## Required task:
Pull out each line in the records below that contains the string "face" and copy it unchanged. Case counts.

## Excerpted data:
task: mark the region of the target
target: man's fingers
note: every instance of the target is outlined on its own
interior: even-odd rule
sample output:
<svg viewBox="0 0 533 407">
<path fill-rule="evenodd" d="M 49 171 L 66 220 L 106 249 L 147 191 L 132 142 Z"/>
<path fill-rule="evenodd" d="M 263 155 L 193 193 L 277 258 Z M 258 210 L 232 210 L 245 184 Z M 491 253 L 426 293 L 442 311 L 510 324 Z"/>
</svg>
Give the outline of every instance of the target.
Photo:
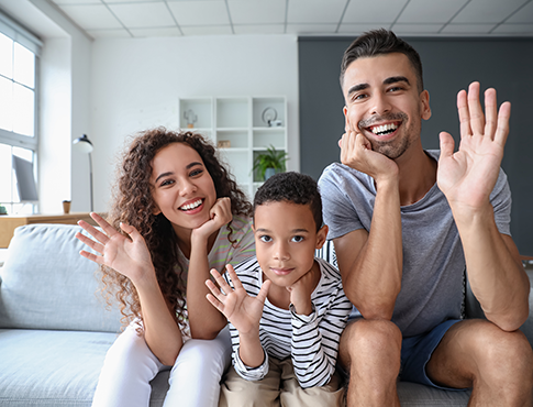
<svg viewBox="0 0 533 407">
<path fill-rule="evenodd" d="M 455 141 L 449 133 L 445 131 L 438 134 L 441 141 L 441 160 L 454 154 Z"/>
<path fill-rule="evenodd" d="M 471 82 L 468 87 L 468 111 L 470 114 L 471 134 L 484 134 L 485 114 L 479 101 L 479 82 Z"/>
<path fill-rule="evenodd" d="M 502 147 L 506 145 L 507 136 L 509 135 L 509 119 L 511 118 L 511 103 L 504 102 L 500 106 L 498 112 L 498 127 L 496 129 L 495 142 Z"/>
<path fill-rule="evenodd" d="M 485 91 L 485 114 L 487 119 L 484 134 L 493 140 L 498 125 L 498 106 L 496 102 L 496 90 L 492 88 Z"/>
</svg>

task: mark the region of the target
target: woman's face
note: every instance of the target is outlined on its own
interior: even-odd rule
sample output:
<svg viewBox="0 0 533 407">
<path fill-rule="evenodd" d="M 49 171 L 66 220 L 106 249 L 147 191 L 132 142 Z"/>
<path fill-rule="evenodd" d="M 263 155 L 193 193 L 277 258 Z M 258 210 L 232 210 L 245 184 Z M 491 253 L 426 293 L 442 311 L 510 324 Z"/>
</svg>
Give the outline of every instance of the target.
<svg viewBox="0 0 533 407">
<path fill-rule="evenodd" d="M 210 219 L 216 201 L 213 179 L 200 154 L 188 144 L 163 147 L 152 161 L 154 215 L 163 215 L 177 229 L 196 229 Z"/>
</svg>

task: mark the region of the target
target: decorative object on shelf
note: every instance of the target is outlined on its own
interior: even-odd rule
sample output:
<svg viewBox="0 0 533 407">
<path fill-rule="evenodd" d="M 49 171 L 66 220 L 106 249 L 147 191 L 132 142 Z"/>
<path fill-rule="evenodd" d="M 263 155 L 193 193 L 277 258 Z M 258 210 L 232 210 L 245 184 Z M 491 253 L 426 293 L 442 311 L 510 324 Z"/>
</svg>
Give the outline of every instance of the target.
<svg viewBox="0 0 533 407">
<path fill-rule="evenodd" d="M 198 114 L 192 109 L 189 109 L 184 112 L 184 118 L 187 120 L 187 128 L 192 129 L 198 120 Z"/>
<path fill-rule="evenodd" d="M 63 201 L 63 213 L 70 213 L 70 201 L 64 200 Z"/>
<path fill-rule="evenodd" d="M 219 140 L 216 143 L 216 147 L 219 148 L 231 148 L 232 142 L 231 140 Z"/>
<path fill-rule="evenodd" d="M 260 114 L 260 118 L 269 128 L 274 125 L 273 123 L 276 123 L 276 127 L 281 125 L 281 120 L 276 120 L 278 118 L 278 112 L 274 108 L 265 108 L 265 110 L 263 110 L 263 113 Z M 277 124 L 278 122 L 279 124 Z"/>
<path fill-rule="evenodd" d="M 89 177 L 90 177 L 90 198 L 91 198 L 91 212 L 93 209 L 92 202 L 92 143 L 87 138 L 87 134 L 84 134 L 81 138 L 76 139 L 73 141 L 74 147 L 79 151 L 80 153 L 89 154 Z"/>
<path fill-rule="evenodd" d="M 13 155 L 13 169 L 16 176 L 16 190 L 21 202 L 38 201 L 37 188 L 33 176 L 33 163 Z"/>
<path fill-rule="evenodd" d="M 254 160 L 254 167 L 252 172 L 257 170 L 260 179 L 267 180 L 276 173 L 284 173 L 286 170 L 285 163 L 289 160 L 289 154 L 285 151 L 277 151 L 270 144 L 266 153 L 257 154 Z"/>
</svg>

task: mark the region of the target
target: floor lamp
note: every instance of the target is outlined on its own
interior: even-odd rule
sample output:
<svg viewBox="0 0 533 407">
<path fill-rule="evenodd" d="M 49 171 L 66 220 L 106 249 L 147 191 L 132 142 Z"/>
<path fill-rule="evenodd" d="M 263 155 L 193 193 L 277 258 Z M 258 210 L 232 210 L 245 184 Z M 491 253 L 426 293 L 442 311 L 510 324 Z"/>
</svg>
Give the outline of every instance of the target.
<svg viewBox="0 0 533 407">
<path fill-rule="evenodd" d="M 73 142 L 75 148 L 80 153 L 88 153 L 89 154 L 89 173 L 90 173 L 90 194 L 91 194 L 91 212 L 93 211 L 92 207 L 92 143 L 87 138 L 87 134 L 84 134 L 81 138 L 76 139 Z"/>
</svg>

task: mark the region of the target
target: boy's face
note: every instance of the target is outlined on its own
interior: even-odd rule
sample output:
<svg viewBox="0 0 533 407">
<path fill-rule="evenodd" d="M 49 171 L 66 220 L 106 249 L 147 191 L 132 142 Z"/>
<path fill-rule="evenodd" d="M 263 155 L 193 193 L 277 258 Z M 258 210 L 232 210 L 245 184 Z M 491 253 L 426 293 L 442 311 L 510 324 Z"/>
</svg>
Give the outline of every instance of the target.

## Written solution:
target: woman's face
target: boy's face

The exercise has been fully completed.